Your goal ::
Write each line of the entries below as a JSON list of strings, one string per line, without any blank lines or pictures.

Data to process ::
══════════

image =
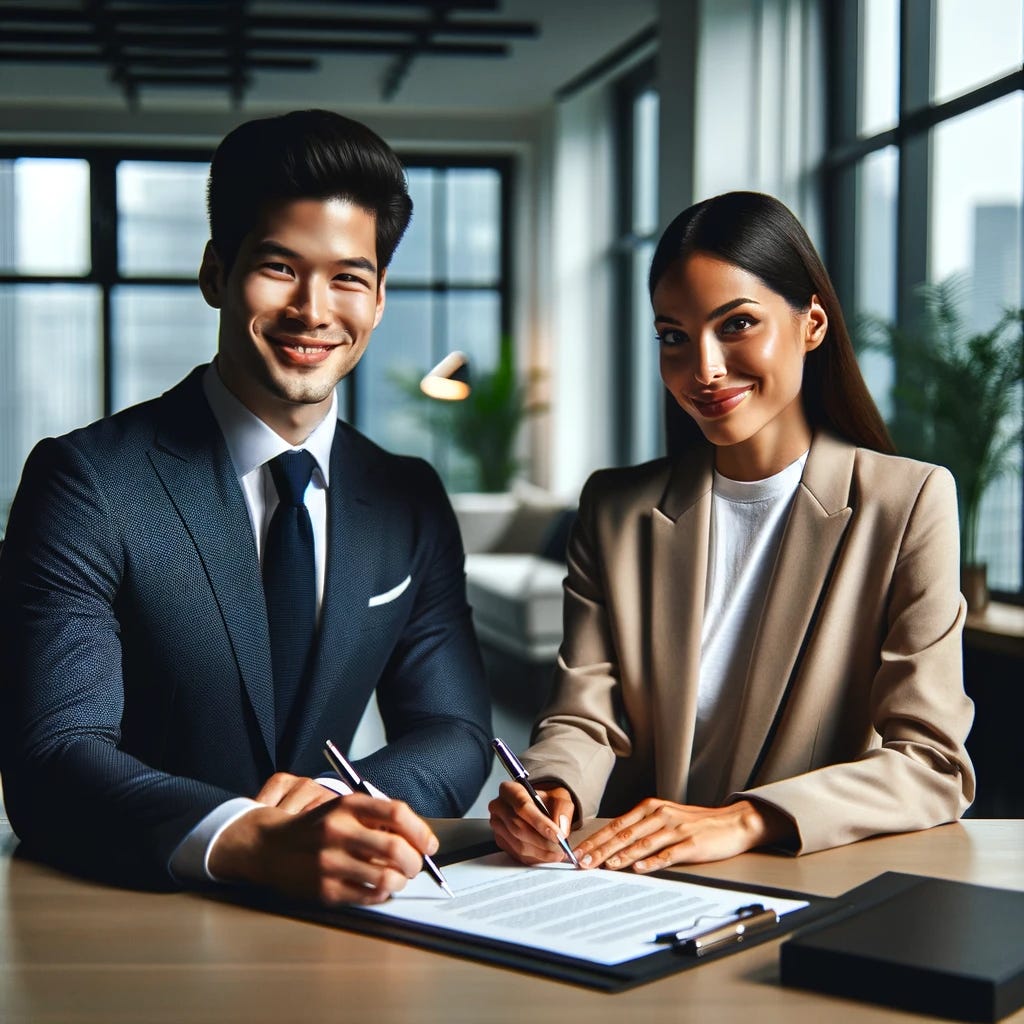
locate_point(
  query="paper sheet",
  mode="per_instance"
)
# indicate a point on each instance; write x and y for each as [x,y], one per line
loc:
[598,915]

══════════

Final answer ::
[
  "image =",
  "locate_point(",
  "  query=\"paper sheet\",",
  "  mode=\"per_instance\"",
  ")",
  "# indicate a point on each instance; write x and y for each as [x,y], one per line",
  "loc:",
  "[598,915]"
]